DATA TO EXAMINE
◆ ◆ ◆ ◆ ◆

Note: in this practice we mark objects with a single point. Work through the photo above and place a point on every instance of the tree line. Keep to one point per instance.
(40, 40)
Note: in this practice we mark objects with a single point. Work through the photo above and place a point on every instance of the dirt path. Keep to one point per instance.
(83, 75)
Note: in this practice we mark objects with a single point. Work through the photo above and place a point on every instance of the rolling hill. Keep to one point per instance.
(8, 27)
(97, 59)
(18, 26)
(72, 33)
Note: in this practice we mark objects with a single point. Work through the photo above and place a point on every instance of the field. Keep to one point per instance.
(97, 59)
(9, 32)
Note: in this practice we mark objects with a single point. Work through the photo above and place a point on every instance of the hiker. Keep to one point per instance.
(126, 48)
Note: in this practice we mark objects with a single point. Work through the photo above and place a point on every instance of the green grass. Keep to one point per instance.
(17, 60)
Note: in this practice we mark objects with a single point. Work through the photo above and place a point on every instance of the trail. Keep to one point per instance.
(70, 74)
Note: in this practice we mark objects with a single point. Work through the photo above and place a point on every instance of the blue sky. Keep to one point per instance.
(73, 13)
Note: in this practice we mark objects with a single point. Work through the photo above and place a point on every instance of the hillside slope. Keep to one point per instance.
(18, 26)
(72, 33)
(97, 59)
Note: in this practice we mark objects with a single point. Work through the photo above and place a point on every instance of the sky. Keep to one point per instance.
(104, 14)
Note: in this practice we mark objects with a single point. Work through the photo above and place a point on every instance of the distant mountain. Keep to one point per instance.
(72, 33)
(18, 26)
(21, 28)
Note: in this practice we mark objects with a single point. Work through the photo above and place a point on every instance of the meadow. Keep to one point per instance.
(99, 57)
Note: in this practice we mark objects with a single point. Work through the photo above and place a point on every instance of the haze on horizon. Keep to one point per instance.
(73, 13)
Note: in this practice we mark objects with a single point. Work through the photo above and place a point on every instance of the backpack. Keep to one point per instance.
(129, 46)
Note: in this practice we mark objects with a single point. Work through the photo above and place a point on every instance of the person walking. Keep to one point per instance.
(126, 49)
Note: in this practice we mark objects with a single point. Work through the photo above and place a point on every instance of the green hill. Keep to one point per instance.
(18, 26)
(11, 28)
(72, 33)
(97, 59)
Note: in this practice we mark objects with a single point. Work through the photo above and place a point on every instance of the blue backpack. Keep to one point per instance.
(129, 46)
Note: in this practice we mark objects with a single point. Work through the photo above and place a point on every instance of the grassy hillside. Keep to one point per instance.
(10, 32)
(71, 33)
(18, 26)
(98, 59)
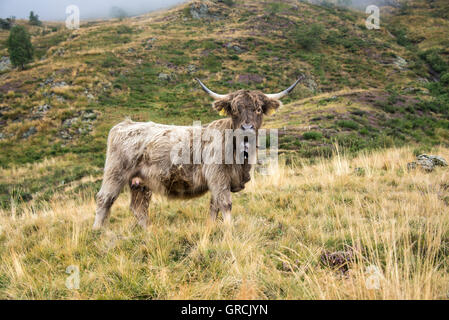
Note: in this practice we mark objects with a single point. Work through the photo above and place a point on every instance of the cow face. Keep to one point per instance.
(247, 108)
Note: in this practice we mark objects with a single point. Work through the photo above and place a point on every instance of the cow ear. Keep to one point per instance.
(270, 106)
(223, 106)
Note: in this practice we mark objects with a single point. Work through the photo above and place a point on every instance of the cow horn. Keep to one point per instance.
(282, 94)
(214, 95)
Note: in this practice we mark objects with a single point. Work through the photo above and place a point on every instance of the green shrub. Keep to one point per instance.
(309, 37)
(348, 124)
(19, 46)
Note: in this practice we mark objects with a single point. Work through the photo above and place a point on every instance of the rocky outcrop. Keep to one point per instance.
(427, 163)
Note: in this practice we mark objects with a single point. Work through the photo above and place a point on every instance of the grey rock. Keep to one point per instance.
(59, 84)
(89, 116)
(311, 84)
(191, 68)
(164, 76)
(235, 47)
(199, 11)
(5, 64)
(427, 162)
(60, 52)
(43, 108)
(69, 122)
(29, 132)
(436, 160)
(401, 63)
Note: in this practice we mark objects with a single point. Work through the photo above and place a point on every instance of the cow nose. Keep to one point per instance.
(247, 126)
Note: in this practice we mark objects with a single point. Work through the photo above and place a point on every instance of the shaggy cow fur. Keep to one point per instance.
(138, 154)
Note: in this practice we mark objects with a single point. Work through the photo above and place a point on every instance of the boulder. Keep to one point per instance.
(427, 162)
(164, 76)
(399, 62)
(29, 132)
(199, 11)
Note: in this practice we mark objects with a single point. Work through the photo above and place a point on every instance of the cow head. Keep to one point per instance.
(247, 108)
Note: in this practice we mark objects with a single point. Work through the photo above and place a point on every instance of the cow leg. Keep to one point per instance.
(222, 201)
(140, 199)
(213, 211)
(110, 189)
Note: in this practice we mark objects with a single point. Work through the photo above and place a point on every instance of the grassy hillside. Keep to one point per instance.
(365, 90)
(395, 221)
(359, 92)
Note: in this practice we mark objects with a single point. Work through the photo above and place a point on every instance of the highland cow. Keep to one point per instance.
(140, 154)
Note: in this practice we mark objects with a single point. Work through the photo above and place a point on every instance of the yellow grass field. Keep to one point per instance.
(396, 221)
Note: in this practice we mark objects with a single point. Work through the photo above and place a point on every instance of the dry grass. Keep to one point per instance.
(396, 220)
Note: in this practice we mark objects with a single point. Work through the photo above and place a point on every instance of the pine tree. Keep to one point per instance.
(19, 47)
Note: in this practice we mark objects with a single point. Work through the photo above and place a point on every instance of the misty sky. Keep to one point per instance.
(89, 9)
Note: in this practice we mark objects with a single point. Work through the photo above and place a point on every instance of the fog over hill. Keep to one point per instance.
(89, 9)
(358, 4)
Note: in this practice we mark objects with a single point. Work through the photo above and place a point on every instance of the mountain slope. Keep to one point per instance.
(363, 88)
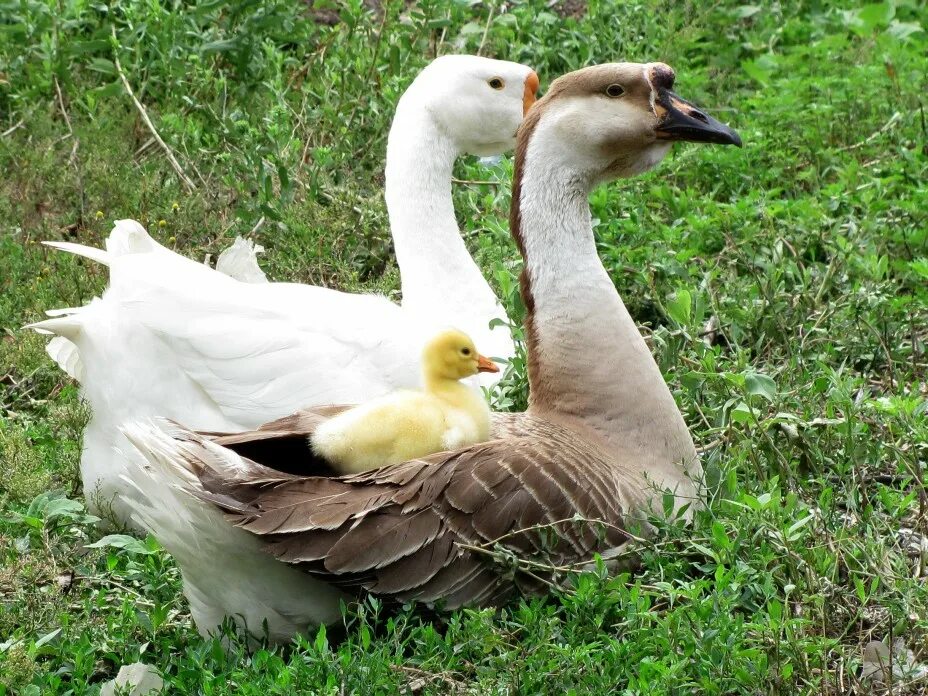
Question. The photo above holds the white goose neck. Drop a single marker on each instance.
(589, 364)
(432, 257)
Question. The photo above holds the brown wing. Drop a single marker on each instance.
(435, 529)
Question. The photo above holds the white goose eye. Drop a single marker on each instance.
(615, 90)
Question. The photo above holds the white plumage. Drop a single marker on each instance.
(171, 337)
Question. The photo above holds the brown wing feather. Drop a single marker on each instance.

◆ ◆ ◆ ◆ ◆

WORK ORDER
Word for word and without any pictures, return all of the lines above.

TASK OUTPUT
Note: in this practice we mark objects with a single point. Work through the photo above and place a point on every instance of the tree line. Keep to one point per instance.
(40, 40)
Note: in this practice we mark objects with a single point. Work through the photo above and place a point on every instance of the dirt path. Keep to one point per instance.
(83, 75)
Note: in this practice we mark objects with a single point. Work through the photo above and place a point on every instance of the rolling hill. Keep to one point per instance.
(8, 27)
(97, 59)
(18, 26)
(72, 33)
Note: in this practice we mark objects with a single point. Work through the photo above and place a point on every instance of the field. Keep to one point per instance.
(97, 59)
(9, 32)
Note: in this practice we mark objects with a single point. Work through the photo above and place a point on every instance of the hiker. Keep to one point per instance.
(126, 48)
Note: in this practice we mark objects with a single point. Work through the photo above and place a point on every instance of the green grass. Keep to one point per instance.
(17, 60)
Note: in this practice we mark objects with a single point. Work through the photo above and place a point on every instance of the trail. Keep to one point per instance.
(70, 74)
Note: in this practice we mark objects with a single point. Work through the photo above and place a point on every instance of the blue sky. Keep to one point per instance.
(73, 13)
Note: in this practice we mark objects with a single point. Work through the photo above and place a point on every instance of the hillside slope. Keep to one point per instance.
(18, 26)
(72, 33)
(97, 59)
Note: in this practice we mark objects with a single point. Work through the photo above and place a point on every instance of the sky. Keep to one point per instance.
(104, 14)
Note: in this practice we mark objects with a single point. Work through the photo above and place a point on every instance of the distant mountain. Keep to one point per instance.
(72, 33)
(18, 26)
(21, 28)
Note: in this practice we mark objects with a single point. Work through the photo above and place a point on every instance of the meadow. Keep to one point per instance.
(99, 57)
Note: in this practice we mark objects with a single point. Work through the photo above and place a point on every instance of the haze on horizon. Keep to one point per instance.
(73, 13)
Note: in this practice we mark objects with a single point. Work through the photo above and place a point on every instance of the backpack. Keep to one point per instance.
(129, 46)
Note: in this practice we mark objects with a single point. Work through the photo above and place a point on every instance of the person walking. Keep to one point per instance.
(126, 49)
Note: in this practice we mark objects with a single point. Work through the photo above and place a point on every instance of the green hill. Keep to one point per instance.
(18, 26)
(11, 28)
(72, 33)
(97, 59)
Note: in this practice we mark objects with a single point. Work through the photo above and place a point on every instance of the blue backpack. Keep to one point per instance.
(129, 46)
Note: in this practice we mark objects with a single point. Work through the photo above and place a point on every instance of the grassy hillside. Keep to one point per instance.
(10, 32)
(71, 33)
(18, 26)
(98, 59)
Note: in this practice we mark objects with a single point. Work through the photo above and place a point on every instance of the cow face. Keep to one point per instance.
(247, 108)
Note: in this practice we mark objects with a single point. Work through the photo above and place a point on every instance of the cow ear. Keep to one point per instance.
(270, 106)
(223, 106)
Note: in this practice we mark objects with a single point. Work through the photo above and place a point on every instance of the cow horn. Keep to one point per instance.
(282, 94)
(214, 95)
Note: in this practice we mark objects with a single point. Work through the photo above and place a point on every instance of the green shrub. Keep to one point per instance.
(309, 37)
(348, 124)
(19, 46)
Note: in this practice we mark objects with a single point. Work through the photo above and place a point on every instance of the rocky outcrop. Keep to one point per instance.
(427, 163)
Note: in this practice we mark objects with a single point. Work through the photo above and place a point on every instance of the grey rock. Keep to one point per instance.
(59, 84)
(89, 116)
(311, 84)
(191, 68)
(164, 76)
(235, 47)
(199, 11)
(5, 64)
(427, 162)
(60, 52)
(43, 108)
(69, 122)
(29, 132)
(436, 160)
(401, 63)
Note: in this practice we mark objects with a single point. Work through the photo above and place a point on every instance of the cow nose. Keep to one point per instance.
(247, 126)
Note: in this practice we mark objects with a single point. Work through the photo above and place a point on every instance of the shaggy cow fur. Keep to one point per instance.
(138, 154)
Note: in this practice we mark objects with a single point. Work through the photo above and place a point on every instance of the boulder. Keep to one point per instance.
(427, 162)
(164, 76)
(399, 62)
(29, 132)
(199, 11)
Note: in this practice we mark objects with a single point. Work through the photo above and place a point on every instance of the cow head. Keep to one point per instance.
(247, 108)
Note: in this practice we mark objects with a single point. Work through the photo above and place a point on every instance of the cow leg. Keep to one point per instance.
(222, 201)
(140, 199)
(213, 211)
(110, 189)
Note: in this practice we mark objects with a single point. Work through the photo above and place a point on every instance of the grassy hillside. Keep to one point per instance.
(365, 90)
(395, 221)
(359, 92)
Note: in this practice we mark objects with a single point. Work through the photo above and place a point on every instance of the highland cow. Keep to one point per instance.
(140, 154)
Note: in this practice we mark objects with a single point. Work through the photo above and place a point on every instance of the yellow grass field. Keep to one point per instance.
(396, 221)
Note: in this practice we mark objects with a single point. Work through the photo above and place a point on every instance of the dry grass. Keep to one point per instance.
(396, 220)
Note: in this practice we mark objects with a single point. Work through the photo above and place a point on every instance of the pine tree. Keep to one point per instance.
(19, 47)
Note: in this practice we mark objects with a single point. Work through the photo above and place a point on every instance of the misty sky. Keep to one point per instance.
(89, 9)
Note: in this practice we mark objects with a single point. Work through the photo above and place a point on every instance of the fog over hill. Keep to one point per instance.
(89, 9)
(358, 4)
Note: in this practice we mark objects with a single point. Work through the photo above and place a point on every instance of the mountain slope. Keep to one point per instance.
(363, 88)
Question. The photo above holds the white goose neck. Drop a single marker on each instance.
(589, 364)
(432, 257)
Question. The photo above holds the brown wing. Drop a single marker on each instance.
(435, 529)
Question. The photo above holds the white goose eye. Drop a single marker on each instance.
(615, 90)
Question. The photo above holds the white plumage. Drop a single marker on each instance.
(171, 337)
Question. The photo above holds the brown wing feather. Drop a single marker on each instance.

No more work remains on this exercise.